- [What you are asked to do]:
Copy the entries again, starting at the line that contains "Could you please annotate the wooden plank" and ending with the final entry, with "white sneaker" changed to "white shoe" and nothing else altered.

- [Dataset]:
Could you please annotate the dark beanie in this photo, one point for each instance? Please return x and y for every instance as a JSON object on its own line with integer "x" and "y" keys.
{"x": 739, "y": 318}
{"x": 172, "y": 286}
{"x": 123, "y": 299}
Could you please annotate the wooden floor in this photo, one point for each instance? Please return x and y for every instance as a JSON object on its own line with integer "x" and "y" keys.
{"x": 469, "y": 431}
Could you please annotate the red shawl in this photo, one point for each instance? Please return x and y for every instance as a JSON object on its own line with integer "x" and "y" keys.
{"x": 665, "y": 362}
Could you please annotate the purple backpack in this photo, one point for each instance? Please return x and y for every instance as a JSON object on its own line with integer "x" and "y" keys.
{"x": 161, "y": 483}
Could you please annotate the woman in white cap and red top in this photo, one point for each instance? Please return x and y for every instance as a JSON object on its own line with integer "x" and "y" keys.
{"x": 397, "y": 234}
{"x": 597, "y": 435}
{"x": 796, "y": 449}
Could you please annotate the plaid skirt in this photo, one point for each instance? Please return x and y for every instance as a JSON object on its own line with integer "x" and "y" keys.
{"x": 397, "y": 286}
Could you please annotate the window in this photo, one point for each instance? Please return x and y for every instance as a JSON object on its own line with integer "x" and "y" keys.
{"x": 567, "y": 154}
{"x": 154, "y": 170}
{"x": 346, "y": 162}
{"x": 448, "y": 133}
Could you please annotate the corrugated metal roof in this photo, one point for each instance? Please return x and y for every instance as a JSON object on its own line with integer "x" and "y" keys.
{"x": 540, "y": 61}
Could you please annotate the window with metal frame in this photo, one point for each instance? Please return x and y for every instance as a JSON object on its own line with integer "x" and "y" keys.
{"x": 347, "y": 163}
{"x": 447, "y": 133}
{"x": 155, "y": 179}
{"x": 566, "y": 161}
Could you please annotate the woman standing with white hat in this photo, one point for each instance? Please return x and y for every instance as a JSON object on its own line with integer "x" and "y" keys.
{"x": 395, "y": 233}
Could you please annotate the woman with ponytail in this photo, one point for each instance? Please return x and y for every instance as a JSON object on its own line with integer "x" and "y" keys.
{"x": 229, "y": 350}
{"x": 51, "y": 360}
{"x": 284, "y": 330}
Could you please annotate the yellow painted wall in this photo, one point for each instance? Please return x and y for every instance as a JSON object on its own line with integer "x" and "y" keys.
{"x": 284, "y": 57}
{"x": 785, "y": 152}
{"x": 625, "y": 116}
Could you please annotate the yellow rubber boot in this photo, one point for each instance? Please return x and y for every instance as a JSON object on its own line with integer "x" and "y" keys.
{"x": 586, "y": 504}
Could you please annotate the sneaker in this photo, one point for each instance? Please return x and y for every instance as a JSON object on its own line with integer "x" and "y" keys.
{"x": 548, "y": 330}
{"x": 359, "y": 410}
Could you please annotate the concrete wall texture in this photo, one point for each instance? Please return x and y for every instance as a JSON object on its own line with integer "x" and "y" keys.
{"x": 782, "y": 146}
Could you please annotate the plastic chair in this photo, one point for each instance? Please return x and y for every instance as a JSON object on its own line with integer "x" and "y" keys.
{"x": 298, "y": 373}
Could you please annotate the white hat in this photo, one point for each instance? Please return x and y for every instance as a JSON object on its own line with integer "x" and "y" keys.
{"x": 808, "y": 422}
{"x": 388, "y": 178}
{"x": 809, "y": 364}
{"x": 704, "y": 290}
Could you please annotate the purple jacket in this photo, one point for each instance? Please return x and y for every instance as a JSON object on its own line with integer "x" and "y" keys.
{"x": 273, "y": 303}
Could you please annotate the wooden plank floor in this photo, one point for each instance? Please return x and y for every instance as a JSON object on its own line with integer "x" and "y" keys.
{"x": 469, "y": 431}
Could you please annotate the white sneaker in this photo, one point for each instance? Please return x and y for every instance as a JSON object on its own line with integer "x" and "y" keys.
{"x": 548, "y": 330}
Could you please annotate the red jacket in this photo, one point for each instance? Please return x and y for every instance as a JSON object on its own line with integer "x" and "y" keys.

- [Solution to the exercise]:
Could you please annotate the wooden plank floor in this photo, one point for each instance? Please return x and y for every instance as a JSON object on its own line with integer "x" and "y" keys.
{"x": 469, "y": 431}
Could you please annotate the white shoe in this photo, one point for each instance? Please return x and y for every instance as a JSON object on its own line with integer "x" and "y" keys.
{"x": 548, "y": 330}
Could you please annotate the red jacket in this photo, one point for each instance? Please return x and y for every instance as a JSON object on its own line with integer "x" and "y" keys.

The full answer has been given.